**LISTING:**
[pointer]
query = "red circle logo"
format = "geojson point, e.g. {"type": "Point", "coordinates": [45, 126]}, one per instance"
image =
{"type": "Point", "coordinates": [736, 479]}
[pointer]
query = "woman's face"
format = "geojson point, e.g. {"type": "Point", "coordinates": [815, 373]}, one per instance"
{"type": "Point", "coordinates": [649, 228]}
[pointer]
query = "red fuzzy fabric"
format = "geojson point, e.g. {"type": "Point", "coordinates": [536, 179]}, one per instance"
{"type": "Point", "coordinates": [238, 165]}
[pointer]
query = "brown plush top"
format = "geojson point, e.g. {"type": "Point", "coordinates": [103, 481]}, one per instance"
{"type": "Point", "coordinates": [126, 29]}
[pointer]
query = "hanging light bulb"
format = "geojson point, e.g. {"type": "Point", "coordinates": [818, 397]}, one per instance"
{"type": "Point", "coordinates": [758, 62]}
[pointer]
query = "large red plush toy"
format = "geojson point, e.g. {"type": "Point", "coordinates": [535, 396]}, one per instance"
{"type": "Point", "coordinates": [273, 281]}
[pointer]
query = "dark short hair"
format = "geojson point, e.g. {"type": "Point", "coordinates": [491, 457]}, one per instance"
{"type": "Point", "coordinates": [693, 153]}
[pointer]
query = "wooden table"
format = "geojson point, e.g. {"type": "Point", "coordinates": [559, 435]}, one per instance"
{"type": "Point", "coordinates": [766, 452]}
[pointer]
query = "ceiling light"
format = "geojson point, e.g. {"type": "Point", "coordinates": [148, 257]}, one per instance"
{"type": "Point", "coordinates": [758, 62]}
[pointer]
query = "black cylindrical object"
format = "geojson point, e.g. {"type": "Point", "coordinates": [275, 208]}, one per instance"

**WRITTEN TASK:**
Count the lines in the rows above that contain the string "query", and give only the number.

**FULL SOLUTION:**
10